▸ Actividad 1: Según el pasaje sobre la presencia de Jesús, ¿qué debemos purificar de continuo en la adoración?
▸ Actividad 2: Continúa el pasaje sobre la presencia de Jesús a partir de su última oración.

───── Pasaje proporcionado ─────

Cada momento puede ser el de la revelación del misterio, porque nuestra vida
está ahora ligada indisolublemente a Jesús, invisible a los ojos, pero
realmente presente entre nosotros. Toda realidad es epifanía de su presencia
como «Emmanuel». A nosotros nos corresponde purificar de continuo
nuestra mirada en la adoración para poder vislumbrarlo en la trama de los
acontecimientos más pobres y cotidianos. Es él, siempre él, el que viene a
nosotros a través de todo aquello que acogemos con fe.
ORATIO
Quédate
con nosotros, Señor, porque sin ti nuestro camino quedaría sumergido en la
noche. Quédate con nosotros, Señor Jesús, para llevarnos por los caminos de la
esperanza que no muere, para alimentarnos con el pan de los fuertes que es tu
Palabra.
Quédate
con nosotros hasta la última noche, cuando, cerrados nuestros ojos, volvamos a abrirlos
ante tu rostro transfigurado por la gloria y nos encontremos entre los brazos
del Padre en el Reino del divino esplendor.

───── Datos suministrados ─────

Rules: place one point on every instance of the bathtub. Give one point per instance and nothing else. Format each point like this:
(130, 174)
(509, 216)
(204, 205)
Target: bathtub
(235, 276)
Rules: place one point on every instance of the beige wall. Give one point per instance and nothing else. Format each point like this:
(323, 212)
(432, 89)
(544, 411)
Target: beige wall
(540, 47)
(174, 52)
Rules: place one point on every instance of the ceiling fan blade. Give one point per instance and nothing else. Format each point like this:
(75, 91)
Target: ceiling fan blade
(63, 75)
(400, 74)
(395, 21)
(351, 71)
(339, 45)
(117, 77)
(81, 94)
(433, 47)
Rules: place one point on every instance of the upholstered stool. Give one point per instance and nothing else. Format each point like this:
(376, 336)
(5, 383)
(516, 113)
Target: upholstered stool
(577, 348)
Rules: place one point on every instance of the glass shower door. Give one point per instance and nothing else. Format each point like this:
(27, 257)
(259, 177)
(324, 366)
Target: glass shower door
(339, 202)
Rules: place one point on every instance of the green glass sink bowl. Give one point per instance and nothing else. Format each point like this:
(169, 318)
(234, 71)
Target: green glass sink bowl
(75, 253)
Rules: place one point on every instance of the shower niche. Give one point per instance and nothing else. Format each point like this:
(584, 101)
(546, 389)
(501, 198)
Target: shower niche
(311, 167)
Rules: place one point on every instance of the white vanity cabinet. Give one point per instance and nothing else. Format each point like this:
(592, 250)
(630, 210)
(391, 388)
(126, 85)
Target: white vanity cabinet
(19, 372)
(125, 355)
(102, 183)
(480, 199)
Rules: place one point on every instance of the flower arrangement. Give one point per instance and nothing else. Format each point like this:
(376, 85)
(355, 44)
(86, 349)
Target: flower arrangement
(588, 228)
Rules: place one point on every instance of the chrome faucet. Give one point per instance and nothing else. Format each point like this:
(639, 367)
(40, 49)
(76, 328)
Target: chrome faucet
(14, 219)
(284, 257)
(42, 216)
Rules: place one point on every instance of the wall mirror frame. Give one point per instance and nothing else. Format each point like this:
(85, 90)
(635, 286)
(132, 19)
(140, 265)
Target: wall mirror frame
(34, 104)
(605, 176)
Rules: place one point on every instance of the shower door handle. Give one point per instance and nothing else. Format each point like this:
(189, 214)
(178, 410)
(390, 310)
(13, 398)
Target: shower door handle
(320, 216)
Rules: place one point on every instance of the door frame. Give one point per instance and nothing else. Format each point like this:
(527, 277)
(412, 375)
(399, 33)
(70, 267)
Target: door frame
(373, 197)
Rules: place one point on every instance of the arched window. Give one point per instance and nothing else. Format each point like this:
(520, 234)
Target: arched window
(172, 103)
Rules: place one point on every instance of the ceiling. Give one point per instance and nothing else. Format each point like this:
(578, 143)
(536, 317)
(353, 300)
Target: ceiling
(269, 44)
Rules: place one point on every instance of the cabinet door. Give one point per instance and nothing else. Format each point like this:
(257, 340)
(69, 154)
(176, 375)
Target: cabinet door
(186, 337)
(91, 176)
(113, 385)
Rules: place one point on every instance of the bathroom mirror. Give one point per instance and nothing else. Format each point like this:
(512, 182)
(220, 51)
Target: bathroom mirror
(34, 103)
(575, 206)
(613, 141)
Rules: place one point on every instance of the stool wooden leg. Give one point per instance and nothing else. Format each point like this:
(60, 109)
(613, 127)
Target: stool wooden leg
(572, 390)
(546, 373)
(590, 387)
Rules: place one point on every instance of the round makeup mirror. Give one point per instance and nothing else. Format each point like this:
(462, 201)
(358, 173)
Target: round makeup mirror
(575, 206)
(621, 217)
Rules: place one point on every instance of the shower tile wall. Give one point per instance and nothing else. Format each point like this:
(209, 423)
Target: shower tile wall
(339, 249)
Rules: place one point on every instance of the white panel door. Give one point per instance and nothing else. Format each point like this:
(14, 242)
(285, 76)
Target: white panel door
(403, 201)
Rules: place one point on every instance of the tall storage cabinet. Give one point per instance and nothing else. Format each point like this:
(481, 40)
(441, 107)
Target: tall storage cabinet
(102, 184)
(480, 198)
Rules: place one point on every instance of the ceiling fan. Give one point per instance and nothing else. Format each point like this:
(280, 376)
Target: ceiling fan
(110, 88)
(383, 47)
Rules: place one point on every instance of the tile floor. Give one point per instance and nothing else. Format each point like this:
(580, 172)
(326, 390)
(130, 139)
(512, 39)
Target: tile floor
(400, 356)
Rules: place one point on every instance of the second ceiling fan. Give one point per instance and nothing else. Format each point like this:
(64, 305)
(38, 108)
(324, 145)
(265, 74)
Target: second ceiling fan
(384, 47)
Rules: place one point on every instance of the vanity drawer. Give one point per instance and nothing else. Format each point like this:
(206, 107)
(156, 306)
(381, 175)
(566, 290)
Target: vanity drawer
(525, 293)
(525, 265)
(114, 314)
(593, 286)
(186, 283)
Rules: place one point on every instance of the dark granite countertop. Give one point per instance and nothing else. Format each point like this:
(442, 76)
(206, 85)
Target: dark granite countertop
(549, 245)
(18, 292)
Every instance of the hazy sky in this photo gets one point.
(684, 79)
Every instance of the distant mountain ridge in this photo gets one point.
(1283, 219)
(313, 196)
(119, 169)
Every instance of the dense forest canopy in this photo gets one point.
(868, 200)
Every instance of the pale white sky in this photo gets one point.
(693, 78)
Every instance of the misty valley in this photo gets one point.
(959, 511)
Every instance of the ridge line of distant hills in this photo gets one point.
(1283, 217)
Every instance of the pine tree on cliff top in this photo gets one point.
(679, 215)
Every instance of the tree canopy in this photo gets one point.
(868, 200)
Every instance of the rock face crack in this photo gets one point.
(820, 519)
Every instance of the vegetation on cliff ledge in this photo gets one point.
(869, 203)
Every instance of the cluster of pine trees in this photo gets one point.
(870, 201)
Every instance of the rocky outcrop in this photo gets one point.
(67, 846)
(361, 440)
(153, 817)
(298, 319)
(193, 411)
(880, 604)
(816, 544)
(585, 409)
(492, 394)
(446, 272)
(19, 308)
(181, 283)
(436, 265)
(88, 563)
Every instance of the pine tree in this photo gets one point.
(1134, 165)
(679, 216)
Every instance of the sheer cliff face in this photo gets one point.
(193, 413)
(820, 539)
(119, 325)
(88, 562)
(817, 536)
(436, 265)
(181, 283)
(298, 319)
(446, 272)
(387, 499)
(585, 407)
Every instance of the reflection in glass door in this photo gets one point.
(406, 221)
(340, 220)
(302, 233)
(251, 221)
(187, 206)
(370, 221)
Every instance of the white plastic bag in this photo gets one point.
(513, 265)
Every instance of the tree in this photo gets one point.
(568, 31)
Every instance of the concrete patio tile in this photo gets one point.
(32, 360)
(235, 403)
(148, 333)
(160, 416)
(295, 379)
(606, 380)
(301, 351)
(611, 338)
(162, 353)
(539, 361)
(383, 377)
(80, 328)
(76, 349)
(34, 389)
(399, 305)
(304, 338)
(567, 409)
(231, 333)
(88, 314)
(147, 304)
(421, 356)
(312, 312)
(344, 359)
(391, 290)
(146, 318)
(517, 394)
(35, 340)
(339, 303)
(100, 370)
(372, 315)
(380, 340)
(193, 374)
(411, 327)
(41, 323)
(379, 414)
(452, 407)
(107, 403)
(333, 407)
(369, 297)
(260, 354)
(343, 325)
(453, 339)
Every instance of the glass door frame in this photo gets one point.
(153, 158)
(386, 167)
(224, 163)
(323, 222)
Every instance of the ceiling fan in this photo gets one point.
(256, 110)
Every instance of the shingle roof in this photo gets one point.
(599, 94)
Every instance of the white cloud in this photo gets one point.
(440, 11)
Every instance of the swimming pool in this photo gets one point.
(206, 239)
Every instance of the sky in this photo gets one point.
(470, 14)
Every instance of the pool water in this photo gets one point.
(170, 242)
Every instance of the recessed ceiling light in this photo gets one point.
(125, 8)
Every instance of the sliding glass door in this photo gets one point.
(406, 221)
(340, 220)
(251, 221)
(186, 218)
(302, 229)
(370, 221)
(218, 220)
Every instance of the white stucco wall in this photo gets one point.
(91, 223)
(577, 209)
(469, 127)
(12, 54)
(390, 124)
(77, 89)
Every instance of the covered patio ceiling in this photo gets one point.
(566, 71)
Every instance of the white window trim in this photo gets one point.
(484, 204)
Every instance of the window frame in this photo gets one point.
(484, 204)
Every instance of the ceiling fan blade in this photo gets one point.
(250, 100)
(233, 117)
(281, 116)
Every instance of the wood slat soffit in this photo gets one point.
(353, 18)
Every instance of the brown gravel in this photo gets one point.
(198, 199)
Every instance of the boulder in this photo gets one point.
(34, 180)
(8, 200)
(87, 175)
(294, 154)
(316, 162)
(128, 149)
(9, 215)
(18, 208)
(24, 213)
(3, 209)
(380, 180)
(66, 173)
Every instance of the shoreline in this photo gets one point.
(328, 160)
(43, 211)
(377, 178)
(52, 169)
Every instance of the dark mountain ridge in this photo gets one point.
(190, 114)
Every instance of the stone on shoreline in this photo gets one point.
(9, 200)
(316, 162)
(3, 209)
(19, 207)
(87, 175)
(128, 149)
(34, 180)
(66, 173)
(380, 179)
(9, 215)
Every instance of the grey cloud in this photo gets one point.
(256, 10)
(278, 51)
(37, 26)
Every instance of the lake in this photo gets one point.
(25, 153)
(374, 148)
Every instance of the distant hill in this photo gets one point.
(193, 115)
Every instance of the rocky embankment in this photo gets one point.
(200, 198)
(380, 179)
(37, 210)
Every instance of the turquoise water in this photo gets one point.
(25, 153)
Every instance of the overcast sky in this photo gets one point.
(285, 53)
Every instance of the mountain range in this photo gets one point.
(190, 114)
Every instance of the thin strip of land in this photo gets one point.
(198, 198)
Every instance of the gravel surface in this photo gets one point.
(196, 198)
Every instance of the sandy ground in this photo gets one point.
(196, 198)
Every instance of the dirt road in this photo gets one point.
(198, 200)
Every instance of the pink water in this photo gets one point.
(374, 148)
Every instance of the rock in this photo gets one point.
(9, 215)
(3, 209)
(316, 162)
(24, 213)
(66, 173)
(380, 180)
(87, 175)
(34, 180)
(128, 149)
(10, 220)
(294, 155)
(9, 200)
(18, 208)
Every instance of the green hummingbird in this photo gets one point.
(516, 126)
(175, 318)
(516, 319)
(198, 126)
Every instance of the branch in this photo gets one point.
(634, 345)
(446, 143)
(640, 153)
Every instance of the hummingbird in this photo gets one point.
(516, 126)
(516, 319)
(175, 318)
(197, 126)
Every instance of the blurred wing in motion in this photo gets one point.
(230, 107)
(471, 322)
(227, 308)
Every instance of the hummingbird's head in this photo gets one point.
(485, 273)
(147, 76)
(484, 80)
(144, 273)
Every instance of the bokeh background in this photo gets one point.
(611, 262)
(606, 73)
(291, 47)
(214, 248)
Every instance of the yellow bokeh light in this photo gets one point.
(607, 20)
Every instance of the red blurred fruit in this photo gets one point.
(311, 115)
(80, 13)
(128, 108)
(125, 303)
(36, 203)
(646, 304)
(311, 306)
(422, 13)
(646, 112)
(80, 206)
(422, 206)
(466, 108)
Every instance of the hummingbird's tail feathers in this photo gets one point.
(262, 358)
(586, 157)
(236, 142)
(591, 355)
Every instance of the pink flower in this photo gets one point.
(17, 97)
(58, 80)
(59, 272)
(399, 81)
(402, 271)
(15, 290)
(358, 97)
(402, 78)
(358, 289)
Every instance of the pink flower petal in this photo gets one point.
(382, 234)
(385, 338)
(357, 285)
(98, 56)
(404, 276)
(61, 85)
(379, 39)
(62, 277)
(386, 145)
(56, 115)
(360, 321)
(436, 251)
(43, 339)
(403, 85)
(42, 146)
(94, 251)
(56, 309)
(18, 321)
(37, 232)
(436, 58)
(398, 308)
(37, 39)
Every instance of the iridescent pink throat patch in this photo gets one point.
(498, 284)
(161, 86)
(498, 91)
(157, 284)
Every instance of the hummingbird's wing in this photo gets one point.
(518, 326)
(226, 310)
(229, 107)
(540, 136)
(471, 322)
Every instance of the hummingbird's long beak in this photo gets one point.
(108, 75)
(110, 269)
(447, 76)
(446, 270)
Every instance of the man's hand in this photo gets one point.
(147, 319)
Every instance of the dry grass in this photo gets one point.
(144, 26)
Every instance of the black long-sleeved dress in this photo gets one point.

─────

▸ Resultado 1: Nuestra mirada.

▸ Resultado 2:
CONTEMPLATIO
Dos
discípulos de Jesús se dirigen caminando hacia el pueblo de Emaús. Oh alma
pecadora, detente un momento a considerar con atención los distintos aspectos de
la bondad y de la benevolencia de tu Señor. En primer lugar, el hecho de que su
ardiente amor no le permita dejar a sus discípulos vagar en medio de la
desorientación y la tristeza. El Señor es, en verdad, un amigo fiel y un
amoroso compañero de camino [...]
Y mira
la humildad con que acompaña a estos dos: va con sus discípulos como si fuera
uno de ellos, cuando en realidad, es el Señor de todos. ¿No te da acaso la
impresión de haber vuelto a la sustancia misma de la humildad? Nos sirve de
modelo para que nosotros hagamos otro tanto [...]. Observa, alma cristiana,
cómo tu Señor realiza el ademán de proseguir más allá, con objeto de hacerse
desear más, de hacerse invitar y de quedarse como huésped de ellos; y, después,
acepta efectivamente entrar en la casa, toma el pan, lo bendice, lo rompe con
sus santas manos y se lo da, haciéndose reconocer así [...]. Mas ¿por qué se ha
comportado de ese modo? Lo hizo para hacernos comprender que debemos practicar
las obras de misericordia y la hospitalidad, esto es, para decirnos que no
basta con leer y escuchar la Palabra de Dios si después no la llevamos a la práctica
(anónimo franciscano del siglo XIII, Meditazione sulla vita di Cristo,
Roma 1982, pp. 164-166, passim).
ACTIO
Repite
con frecuencia y vive hoy la Palabra:
«¡Quédate
con nosotros, Señor!» (Lc 24,29).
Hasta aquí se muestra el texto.